Passage
┌────────

40 The method further comprises operating the heater using the electricity generated by the plurality of solar photovoltaic modulesupon exposure to ambient light for heating the heat transfer fluid (HTF).

In a further aspect, the electricity generated by the plurality of solar photovoltaic modules selectively is stored in the battery bank. The method then uses the local controller configured for selective supply of the electricity generated by the plurality of solar photovoltaic modules (i) to the heater, (ii) to the battery bank, or (ii) to the current conditioner for supply of alternating current electricity to the electricity transmission and distribution grid based on the demand instruction from the load demand controller.

Further, the method comprising the step of selective supplying of electric current from one or more of the (i) solar photovoltaic modules, (ii) the battery bank, or (iii) the energy storage system, to the current conditioner for supply of alternating current electricity to the electricity transmission and distribution grid based on the demand instruction from the load demand controller.

└────────

Excerpted data
┌────────

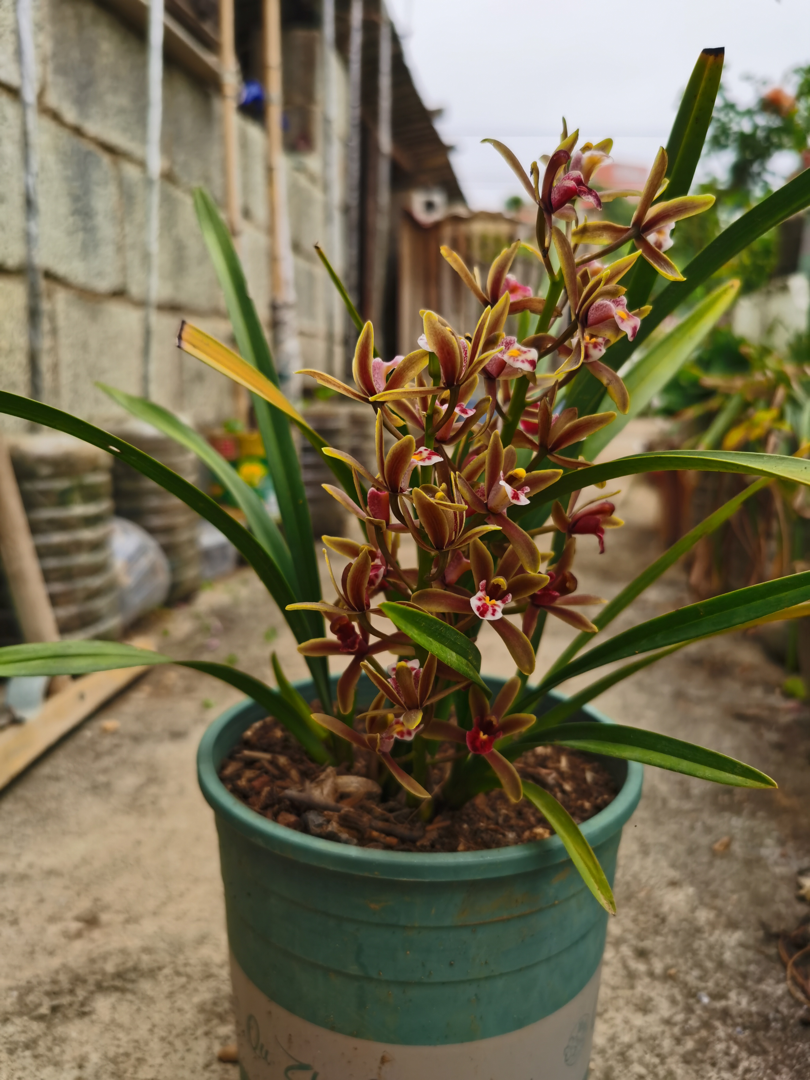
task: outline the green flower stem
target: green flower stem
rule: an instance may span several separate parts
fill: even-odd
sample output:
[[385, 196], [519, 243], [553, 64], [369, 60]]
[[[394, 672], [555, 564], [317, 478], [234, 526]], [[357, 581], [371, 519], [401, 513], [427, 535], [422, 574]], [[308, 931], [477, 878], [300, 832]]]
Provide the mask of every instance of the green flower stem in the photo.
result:
[[[558, 278], [552, 278], [549, 283], [549, 292], [545, 294], [545, 307], [537, 323], [538, 334], [544, 334], [549, 326], [551, 325], [551, 316], [554, 312], [559, 295], [563, 292], [563, 275], [559, 274]], [[503, 423], [503, 431], [501, 432], [501, 442], [504, 446], [509, 446], [514, 437], [514, 433], [517, 430], [517, 424], [523, 416], [523, 410], [526, 407], [526, 391], [529, 384], [527, 379], [515, 379], [514, 391], [512, 393], [512, 401], [510, 402], [509, 413], [507, 414], [507, 419]]]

└────────

Exercise tasks
- A) Do these statements agree with the passage on solar photovoltaic modules? Answer yes or no for each and quote the deciding words of the passage. (i) The heater is run on electricity generated by the solar photovoltaic modules. (ii) The choice of where electricity is supplied depends on the demand instruction from the load demand controller. (iii) The current conditioner supplies direct current electricity to the grid.
- B) Proceed with the passage on solar photovoltaic modules, picking up after its final sentence.

Results of the exercise
- A)
(i) Yes: "operating the heater using the electricity generated by the plurality of solar photovoltaic modules"
(ii) Yes: "based on the demand instruction from the load demand controller"
(iii) No: "for supply of alternating current electricity to the electricity transmission and distribution grid"

- B)
The foregoing has disclosed operative embodiments of supplemental energy generation systems operated with a local controller that communicates with an integrated load demand controller for managing the generation, storage, and provision of a supply of electrical current into the electrical grid servicing load centers through transmission and distribution grids. An embodiment provides a supplemental energy generation system using solar photovoltaic modules while another embodiment uses an energy storage system and alternatively with solar photovoltaic modules for heating the process fluid in the energy storage system, for storage in a battery bank, and for supply to the electrical supply transmission and distribution grid operated by the local controller in response to the demand required by the load demand controller. While this invention has been described with particular reference to certain embodiments, one of ordinary skill may readily appreciate that variations and modifications can be made without departing from the spirit and scope of the invention as recited in the appended claims.